── Source information ──
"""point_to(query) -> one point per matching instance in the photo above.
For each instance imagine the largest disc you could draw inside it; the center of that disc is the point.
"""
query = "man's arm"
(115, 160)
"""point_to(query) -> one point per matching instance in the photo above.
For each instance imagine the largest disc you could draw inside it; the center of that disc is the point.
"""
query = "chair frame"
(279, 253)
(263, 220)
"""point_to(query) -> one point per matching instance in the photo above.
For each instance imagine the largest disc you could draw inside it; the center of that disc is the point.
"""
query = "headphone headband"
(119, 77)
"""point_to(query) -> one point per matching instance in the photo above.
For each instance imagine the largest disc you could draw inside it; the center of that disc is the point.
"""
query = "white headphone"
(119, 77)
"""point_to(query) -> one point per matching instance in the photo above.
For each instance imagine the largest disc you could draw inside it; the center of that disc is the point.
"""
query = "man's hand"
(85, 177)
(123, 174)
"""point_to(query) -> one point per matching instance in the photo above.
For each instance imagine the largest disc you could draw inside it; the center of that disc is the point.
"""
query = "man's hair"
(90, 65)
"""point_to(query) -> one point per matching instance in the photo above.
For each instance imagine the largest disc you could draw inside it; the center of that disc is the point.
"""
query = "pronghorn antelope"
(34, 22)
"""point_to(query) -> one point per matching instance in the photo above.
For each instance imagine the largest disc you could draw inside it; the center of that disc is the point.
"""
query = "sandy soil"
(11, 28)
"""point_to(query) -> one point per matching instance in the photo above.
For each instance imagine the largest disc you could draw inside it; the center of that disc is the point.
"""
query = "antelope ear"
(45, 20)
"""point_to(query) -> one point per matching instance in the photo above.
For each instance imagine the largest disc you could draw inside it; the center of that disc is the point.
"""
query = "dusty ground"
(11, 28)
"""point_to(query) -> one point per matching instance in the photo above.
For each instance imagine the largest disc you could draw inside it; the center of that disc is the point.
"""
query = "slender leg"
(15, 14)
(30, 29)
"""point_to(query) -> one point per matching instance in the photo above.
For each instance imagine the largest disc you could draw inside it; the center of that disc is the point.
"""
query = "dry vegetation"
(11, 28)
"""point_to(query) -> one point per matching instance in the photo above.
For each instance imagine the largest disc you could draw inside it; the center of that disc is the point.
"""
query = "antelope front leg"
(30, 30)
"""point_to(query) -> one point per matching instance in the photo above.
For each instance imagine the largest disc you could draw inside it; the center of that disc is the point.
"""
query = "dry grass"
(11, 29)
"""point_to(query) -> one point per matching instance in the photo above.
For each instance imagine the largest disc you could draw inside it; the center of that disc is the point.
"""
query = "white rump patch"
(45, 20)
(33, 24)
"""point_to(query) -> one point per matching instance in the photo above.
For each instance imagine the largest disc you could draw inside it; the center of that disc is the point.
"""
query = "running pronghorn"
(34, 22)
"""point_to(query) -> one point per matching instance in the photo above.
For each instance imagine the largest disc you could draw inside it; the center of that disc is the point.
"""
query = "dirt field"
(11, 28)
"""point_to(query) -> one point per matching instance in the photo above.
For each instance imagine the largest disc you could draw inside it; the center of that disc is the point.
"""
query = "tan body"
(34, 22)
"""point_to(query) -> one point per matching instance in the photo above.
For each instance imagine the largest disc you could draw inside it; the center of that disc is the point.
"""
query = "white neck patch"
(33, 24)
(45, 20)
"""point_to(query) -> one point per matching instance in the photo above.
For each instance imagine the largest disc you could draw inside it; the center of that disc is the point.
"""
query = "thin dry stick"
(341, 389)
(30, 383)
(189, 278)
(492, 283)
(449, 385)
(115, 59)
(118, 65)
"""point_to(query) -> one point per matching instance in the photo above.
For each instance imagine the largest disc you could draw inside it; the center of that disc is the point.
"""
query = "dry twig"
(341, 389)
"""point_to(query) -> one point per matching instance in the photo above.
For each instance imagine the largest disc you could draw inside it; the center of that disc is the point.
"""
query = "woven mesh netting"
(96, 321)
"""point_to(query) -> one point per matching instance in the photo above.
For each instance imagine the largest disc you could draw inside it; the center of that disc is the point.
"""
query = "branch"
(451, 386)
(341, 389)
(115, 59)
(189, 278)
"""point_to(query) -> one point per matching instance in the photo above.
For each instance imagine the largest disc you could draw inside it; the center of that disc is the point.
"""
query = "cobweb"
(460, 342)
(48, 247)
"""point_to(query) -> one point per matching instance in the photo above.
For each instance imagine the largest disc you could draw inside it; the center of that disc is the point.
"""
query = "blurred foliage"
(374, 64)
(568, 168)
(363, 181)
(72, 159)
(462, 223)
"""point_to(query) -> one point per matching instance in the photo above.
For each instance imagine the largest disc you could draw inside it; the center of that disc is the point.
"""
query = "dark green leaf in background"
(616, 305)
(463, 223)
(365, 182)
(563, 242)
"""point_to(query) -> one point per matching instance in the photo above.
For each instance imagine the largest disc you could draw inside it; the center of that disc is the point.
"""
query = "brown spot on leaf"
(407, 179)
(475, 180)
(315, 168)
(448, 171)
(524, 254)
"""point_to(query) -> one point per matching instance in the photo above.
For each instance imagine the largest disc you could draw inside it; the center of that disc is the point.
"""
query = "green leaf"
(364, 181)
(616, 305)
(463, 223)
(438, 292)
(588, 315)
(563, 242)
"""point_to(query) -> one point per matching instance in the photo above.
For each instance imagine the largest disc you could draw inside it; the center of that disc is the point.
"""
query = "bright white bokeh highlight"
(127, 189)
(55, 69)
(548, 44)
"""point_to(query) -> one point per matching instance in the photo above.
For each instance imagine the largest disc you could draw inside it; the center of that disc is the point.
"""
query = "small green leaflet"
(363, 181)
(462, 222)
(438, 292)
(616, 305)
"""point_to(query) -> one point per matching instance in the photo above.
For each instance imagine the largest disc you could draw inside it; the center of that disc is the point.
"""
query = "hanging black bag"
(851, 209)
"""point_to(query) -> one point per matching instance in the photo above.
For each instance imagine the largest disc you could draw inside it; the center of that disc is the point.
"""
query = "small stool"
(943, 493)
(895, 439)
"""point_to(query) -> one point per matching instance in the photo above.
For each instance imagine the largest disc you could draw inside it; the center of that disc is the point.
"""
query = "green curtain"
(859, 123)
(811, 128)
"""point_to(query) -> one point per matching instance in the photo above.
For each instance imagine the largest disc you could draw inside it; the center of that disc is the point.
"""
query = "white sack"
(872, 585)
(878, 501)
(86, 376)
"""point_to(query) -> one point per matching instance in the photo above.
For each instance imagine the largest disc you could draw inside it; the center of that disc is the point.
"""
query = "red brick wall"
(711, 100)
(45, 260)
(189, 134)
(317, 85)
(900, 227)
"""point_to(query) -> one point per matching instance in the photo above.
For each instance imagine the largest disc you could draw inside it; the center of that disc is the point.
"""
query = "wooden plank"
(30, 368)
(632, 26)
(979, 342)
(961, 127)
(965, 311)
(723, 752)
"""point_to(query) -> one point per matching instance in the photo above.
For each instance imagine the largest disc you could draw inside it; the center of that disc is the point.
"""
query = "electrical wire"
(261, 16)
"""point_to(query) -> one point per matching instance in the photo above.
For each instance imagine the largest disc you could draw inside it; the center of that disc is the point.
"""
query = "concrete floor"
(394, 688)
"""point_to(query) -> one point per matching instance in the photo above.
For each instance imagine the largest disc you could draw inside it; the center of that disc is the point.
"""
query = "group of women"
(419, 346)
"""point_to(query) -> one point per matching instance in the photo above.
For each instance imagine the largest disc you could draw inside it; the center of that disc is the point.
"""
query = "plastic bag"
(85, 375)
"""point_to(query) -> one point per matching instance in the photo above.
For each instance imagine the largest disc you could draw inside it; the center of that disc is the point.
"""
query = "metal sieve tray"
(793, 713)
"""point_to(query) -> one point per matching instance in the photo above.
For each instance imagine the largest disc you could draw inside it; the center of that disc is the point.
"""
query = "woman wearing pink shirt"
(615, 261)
───
Exercise instructions:
Transcribe all entries exactly as they appear above.

Task output:
"""point_to(query) -> one point per matching instance in the photo above.
For each instance imagine the largest disc you could draw inside it; the center of that disc is the point.
"""
query = "man's arm"
(115, 160)
"""point_to(query) -> one point per matching instance in the photo above.
For each instance imagine the largest disc you could draw inside it; the center of that disc is the point.
"""
query = "chair frame"
(279, 253)
(263, 220)
"""point_to(query) -> one point per matching instance in the photo above.
For each instance imagine the largest disc you could draw inside it; the center of that disc is the point.
"""
query = "headphone headband"
(119, 77)
"""point_to(query) -> one point per matching instance in the photo above.
For each instance imagine the largest disc you could draw inside it; the center of that disc is the point.
"""
query = "white headphone"
(119, 77)
"""point_to(query) -> one point per matching instance in the photo above.
For each instance imagine the largest disc you could draw inside it; the center of that disc is the point.
"""
query = "man's hand"
(85, 177)
(123, 174)
"""point_to(query) -> one point per matching instance in the photo above.
For each instance imagine the largest disc you could draw inside it; the center of that disc is the point.
"""
query = "man's hair"
(90, 65)
"""point_to(query) -> one point per matching instance in the photo above.
For each instance imagine the largest disc you could draw inside it; the center of that disc is the point.
"""
query = "pronghorn antelope"
(34, 22)
"""point_to(query) -> one point per matching instance in the photo above.
For each instance imagine the largest disc you could draw inside it; the center of that disc is the point.
"""
query = "sandy soil"
(11, 28)
"""point_to(query) -> one point per matching instance in the photo above.
For each instance imagine the largest disc you could draw inside it; the center of that disc is the point.
"""
query = "antelope ear"
(45, 20)
"""point_to(query) -> one point per matching instance in the photo above.
For each instance imagine the largest disc you could draw inside it; the center of that disc is the point.
"""
query = "dusty ground"
(11, 28)
"""point_to(query) -> one point per matching instance in the photo above.
For each instance imagine the largest disc you could draw inside it; the center of that disc is the point.
"""
query = "slender leg"
(15, 14)
(30, 29)
"""point_to(query) -> one point per matching instance in the photo above.
For each instance imagine the largest disc you could draw inside it; the center of that disc is the point.
"""
query = "dry vegetation"
(11, 28)
"""point_to(query) -> one point per matching instance in the photo above.
For each instance imagine the largest disc you could draw inside it; the center of that disc is the point.
"""
query = "antelope front leg"
(30, 30)
"""point_to(query) -> one point per matching instance in the photo above.
For each instance imagine the largest disc you could draw inside it; the center of that disc is the point.
"""
query = "dry grass"
(11, 29)
"""point_to(query) -> one point per matching instance in the photo above.
For each instance imagine the largest disc you could draw inside it; the center of that disc is the point.
"""
query = "white rump patch"
(45, 20)
(33, 24)
"""point_to(query) -> one point per matching instance in the photo above.
For each instance imagine the largest disc you could draw inside it; the center of that disc is the point.
"""
query = "running pronghorn"
(34, 22)
"""point_to(query) -> one point per matching instance in the photo above.
For each instance imagine the largest disc you could draw inside it; the center of that disc is the point.
"""
query = "dirt field"
(11, 28)
"""point_to(query) -> one point per matching instance in the photo above.
For each instance imagine the largest disc you could draw inside it; the center of that disc is the point.
"""
query = "tan body"
(34, 22)
"""point_to(query) -> one point per matching instance in the photo above.
For each instance imagine the largest disc you could draw inside it; the center of that disc is the point.
"""
query = "white neck patch"
(33, 24)
(45, 20)
"""point_to(query) -> one point per matching instance in the photo above.
For each instance imagine the largest disc you could draw inside it; the center of that disc is the point.
"""
query = "thin dry stick"
(341, 389)
(30, 383)
(189, 278)
(492, 283)
(449, 385)
(115, 59)
(118, 65)
"""point_to(query) -> one point per matching instance in the photo above.
For each instance imagine the largest disc you could draw inside it; the center of that disc is the point.
"""
query = "dry twig"
(341, 389)
"""point_to(query) -> one point per matching instance in the photo above.
For each instance imagine the largest disc you could draw inside it; the center of that disc is the point.
"""
query = "woven mesh netting"
(96, 321)
"""point_to(query) -> one point per matching instance in the photo above.
For each instance imagine the largest disc you could draw inside it; the center of that disc is the point.
"""
query = "branch"
(451, 386)
(341, 389)
(115, 59)
(189, 278)
"""point_to(query) -> one point per matching instance in the photo above.
For each instance imagine the largest disc you could draw inside it; the center of that disc is the point.
"""
query = "cobweb"
(460, 342)
(48, 247)
"""point_to(query) -> one point per matching instance in the photo above.
For each instance imagine the largest disc you could draw inside it; the center of that disc is the point.
"""
query = "blurred foliage"
(374, 64)
(568, 168)
(363, 181)
(72, 159)
(462, 223)
"""point_to(query) -> one point per matching instance in the photo above.
For each instance imagine the largest disc you could draw inside it; the center of that disc is the point.
"""
query = "dark green leaf in background"
(616, 305)
(463, 223)
(365, 182)
(563, 242)
"""point_to(query) -> one point per matching instance in the photo above.
For each instance imagine the largest disc you could draw inside it; the center of that disc is the point.
"""
query = "brown spot on leaf"
(407, 179)
(475, 180)
(315, 168)
(448, 171)
(524, 254)
"""point_to(query) -> one point per matching instance in the photo above.
For each instance imagine the largest disc you could draw inside it; the center of that disc is the point.
"""
query = "green leaf"
(364, 181)
(616, 305)
(463, 223)
(438, 292)
(588, 315)
(563, 242)
"""point_to(query) -> one point per matching instance in the photo above.
For each instance imagine the largest disc you could draw inside it; the center of that disc is the point.
"""
query = "bright white bokeh highlight"
(127, 189)
(55, 69)
(548, 44)
"""point_to(query) -> one point per matching instance in the photo above.
For each instance imagine the largest disc you could draw inside it; the center of that disc is the point.
"""
query = "small green leaflet"
(363, 181)
(462, 222)
(438, 292)
(616, 305)
"""point_to(query) -> one point per matching instance in the photo above.
For each instance imagine the largest disc you could draw inside it; the center of that disc is the point.
"""
query = "hanging black bag"
(851, 209)
"""point_to(query) -> one point per matching instance in the photo above.
For each instance imagine the largest disc you could draw inside it; the center of that disc is the point.
"""
query = "small stool"
(943, 493)
(895, 439)
"""point_to(query) -> one point per matching instance in the photo above.
For each instance imagine the largest disc you could draw inside it; the center of that disc is the point.
"""
query = "green curtain"
(859, 123)
(811, 128)
"""point_to(query) -> one point per matching instance in the photo above.
For each instance imagine the largest disc you could draw inside it; the center of that disc is the point.
"""
query = "white sack"
(872, 585)
(878, 501)
(86, 376)
"""point_to(query) -> one point per matching instance in the photo above.
For each instance imagine the largest disc you could draw inside it; the center of that disc is the point.
"""
query = "red brick wall"
(711, 100)
(45, 260)
(189, 134)
(317, 85)
(900, 227)
"""point_to(query) -> one point per matching instance in the photo above.
For each instance imagine the largest disc you could draw inside it; the center of that disc is the point.
"""
query = "wooden plank"
(30, 368)
(632, 26)
(979, 342)
(961, 127)
(965, 311)
(723, 752)
"""point_to(query) -> one point per matching instance in the photo above.
For each instance imagine the largest disc you could draw inside it; the center of that disc is the point.
"""
query = "electrical wire"
(261, 16)
"""point_to(query) -> one point per matching instance in the photo above.
For each instance imagine the largest disc you could draw inside it; the center of that disc is the point.
"""
query = "concrete floor"
(394, 688)
"""point_to(query) -> one point per matching instance in the photo above.
For each instance imagine the largest disc you could draw inside it; the center of that disc is the point.
"""
query = "group of women"
(419, 346)
"""point_to(query) -> one point per matching instance in the photo above.
For each instance imagine the largest disc you could draw inside it; the center of that disc is the point.
"""
query = "plastic bag"
(85, 375)
"""point_to(query) -> one point per matching instance in the photo above.
For each instance imagine the largest disc you could draw inside it; the center of that disc is the point.
"""
query = "metal sieve tray"
(793, 713)
"""point_to(query) -> one point per matching instance in the photo above.
For each instance imagine the largest disc you could draw inside it; the center of that disc is the point.
"""
query = "woman wearing pink shirt"
(615, 261)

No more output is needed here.